##### MATERIAL FOR THE TASK #####

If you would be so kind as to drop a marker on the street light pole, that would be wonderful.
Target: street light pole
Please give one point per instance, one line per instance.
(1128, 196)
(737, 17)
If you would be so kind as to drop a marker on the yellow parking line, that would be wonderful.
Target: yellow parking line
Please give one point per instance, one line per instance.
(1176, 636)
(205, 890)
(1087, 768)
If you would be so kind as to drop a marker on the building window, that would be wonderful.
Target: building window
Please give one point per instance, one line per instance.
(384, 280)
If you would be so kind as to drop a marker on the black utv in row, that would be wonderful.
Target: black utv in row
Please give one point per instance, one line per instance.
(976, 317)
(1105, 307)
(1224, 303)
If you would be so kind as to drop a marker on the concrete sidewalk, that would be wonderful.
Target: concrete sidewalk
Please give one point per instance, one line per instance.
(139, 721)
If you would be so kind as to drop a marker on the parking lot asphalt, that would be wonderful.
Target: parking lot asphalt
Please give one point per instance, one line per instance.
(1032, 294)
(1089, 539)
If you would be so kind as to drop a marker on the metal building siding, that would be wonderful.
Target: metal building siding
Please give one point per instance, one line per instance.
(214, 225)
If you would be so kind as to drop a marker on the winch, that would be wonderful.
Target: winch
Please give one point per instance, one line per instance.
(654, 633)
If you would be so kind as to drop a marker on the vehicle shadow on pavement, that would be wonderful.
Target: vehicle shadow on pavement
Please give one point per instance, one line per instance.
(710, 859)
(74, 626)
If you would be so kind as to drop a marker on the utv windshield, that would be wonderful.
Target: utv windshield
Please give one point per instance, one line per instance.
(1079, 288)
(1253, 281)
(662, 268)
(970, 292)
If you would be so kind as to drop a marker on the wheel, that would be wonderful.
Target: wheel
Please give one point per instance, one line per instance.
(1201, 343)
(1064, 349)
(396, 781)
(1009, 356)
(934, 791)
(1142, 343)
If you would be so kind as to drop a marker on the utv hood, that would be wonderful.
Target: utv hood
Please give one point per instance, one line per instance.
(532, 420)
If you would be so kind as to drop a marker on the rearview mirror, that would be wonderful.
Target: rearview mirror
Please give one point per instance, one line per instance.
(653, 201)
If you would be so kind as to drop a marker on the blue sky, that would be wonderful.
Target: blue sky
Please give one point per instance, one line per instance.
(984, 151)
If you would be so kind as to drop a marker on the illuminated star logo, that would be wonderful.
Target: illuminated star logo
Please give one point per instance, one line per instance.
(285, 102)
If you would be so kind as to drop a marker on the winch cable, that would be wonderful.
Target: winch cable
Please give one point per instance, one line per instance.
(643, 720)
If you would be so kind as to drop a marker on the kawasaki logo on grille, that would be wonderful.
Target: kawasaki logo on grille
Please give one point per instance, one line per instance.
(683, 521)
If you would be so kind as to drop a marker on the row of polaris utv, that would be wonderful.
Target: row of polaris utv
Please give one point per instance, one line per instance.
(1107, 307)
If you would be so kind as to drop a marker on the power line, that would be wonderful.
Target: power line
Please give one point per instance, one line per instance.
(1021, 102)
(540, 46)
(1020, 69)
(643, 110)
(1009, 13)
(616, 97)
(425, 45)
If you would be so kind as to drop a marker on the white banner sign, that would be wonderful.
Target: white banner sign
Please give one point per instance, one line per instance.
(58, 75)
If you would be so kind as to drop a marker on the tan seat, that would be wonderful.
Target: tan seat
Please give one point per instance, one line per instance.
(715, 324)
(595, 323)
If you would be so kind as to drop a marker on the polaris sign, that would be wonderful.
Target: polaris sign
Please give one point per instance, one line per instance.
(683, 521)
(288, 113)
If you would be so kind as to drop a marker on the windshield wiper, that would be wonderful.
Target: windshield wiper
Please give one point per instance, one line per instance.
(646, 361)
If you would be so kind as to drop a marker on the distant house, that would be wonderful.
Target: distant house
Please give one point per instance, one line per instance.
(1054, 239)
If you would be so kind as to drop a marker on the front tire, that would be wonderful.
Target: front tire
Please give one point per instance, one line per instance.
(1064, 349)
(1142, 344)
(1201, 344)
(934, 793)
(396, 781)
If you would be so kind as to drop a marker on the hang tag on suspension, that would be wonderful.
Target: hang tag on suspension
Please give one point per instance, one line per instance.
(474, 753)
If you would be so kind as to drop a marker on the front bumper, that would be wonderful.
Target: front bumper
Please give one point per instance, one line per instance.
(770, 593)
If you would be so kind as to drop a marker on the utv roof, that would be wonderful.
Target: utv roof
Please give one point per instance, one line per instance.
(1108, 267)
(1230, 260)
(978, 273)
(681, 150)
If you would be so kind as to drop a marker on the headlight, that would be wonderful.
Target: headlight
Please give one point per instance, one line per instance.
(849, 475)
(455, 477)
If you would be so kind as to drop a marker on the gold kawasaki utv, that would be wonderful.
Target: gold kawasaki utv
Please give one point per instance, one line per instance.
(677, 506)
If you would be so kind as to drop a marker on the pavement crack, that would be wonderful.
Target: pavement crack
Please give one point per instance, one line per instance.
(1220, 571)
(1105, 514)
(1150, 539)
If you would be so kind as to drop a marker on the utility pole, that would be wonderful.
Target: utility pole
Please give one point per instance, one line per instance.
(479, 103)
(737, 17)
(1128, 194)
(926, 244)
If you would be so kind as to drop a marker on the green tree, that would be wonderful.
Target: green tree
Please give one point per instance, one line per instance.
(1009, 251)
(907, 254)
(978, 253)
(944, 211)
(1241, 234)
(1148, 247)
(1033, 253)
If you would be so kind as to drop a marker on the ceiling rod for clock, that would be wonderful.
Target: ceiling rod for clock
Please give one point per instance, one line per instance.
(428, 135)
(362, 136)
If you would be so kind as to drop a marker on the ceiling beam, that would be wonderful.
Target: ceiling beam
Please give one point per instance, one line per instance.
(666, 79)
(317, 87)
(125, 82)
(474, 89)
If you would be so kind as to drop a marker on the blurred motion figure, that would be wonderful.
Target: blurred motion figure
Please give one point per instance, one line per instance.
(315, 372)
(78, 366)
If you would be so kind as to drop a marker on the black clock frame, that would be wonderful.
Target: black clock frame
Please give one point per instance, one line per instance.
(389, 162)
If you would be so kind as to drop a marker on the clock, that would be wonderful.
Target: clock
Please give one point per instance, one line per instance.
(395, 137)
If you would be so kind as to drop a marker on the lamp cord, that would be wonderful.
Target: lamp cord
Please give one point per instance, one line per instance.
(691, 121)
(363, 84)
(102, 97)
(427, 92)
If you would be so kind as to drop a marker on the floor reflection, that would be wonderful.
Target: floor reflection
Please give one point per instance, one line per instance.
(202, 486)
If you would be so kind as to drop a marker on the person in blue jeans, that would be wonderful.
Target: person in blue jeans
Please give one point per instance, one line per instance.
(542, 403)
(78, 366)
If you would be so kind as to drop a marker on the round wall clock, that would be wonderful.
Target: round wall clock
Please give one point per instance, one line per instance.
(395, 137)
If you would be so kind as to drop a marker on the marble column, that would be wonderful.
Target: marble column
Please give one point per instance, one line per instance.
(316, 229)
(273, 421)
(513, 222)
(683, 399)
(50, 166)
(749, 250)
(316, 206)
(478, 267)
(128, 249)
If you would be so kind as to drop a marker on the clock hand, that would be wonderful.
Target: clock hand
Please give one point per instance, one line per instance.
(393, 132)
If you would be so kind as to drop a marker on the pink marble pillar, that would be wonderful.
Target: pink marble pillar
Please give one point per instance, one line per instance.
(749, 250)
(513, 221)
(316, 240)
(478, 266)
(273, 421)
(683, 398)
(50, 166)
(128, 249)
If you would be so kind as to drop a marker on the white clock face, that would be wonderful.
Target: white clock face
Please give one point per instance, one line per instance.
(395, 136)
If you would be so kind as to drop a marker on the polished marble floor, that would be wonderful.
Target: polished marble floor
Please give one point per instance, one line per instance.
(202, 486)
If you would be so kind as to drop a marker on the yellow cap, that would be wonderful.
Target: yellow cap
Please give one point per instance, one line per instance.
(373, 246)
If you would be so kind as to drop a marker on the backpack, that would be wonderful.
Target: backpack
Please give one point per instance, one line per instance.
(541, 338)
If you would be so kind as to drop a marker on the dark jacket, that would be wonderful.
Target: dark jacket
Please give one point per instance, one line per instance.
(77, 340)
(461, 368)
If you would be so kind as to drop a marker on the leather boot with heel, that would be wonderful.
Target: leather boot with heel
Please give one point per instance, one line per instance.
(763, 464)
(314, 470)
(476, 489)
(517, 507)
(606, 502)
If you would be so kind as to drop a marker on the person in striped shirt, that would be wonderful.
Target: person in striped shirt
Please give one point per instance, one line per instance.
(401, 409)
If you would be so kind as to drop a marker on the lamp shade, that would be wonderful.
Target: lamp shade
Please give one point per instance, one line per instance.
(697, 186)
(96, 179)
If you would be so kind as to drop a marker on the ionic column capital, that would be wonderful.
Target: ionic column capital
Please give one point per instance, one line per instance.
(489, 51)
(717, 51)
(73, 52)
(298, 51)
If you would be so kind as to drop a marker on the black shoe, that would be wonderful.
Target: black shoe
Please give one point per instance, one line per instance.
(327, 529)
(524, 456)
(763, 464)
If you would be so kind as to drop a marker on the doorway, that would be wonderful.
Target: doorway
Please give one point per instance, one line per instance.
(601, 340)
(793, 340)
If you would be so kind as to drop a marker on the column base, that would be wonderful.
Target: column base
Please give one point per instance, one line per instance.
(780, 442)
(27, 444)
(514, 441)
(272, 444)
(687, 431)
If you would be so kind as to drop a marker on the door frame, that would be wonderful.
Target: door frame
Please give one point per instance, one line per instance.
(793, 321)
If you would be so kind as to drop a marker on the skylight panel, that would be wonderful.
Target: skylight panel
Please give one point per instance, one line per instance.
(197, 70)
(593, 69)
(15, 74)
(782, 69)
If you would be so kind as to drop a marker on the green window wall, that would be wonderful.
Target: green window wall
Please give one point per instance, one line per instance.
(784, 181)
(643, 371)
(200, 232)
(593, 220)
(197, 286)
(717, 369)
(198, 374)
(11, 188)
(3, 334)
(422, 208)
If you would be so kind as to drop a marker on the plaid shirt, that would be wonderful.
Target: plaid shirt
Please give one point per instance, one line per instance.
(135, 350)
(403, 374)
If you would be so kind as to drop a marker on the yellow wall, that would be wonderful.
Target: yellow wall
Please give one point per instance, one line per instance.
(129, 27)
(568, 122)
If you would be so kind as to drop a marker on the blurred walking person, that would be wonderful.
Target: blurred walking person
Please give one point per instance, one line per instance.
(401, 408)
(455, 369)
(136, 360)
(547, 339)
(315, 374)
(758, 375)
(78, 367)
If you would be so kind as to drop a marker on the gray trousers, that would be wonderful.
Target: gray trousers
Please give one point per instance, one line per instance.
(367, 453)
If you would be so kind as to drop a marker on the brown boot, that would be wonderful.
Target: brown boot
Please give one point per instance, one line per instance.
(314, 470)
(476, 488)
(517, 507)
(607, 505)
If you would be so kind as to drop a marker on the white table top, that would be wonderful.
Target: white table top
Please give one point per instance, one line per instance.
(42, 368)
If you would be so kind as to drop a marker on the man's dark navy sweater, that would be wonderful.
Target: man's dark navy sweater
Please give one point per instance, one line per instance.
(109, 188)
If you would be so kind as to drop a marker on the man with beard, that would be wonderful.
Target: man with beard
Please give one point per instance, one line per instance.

#####

_WRITTEN TASK:_
Copy the records from the start through the line containing "(1087, 768)", requests included, and add -107 to every number in the answer coordinates.

_ANSWER TO THE PROBLEM:_
If you would be so kind as to drop a marker on the street light pole, that would be wonderful.
Target: street light pole
Please give one point per instance, one line per instance.
(1021, 89)
(630, -90)
If you would be so kind as to drop a marker on the yellow parking line, that would be wonderful.
Target: yellow parking line
Please give one point per instance, one line per instance.
(1069, 529)
(98, 783)
(980, 661)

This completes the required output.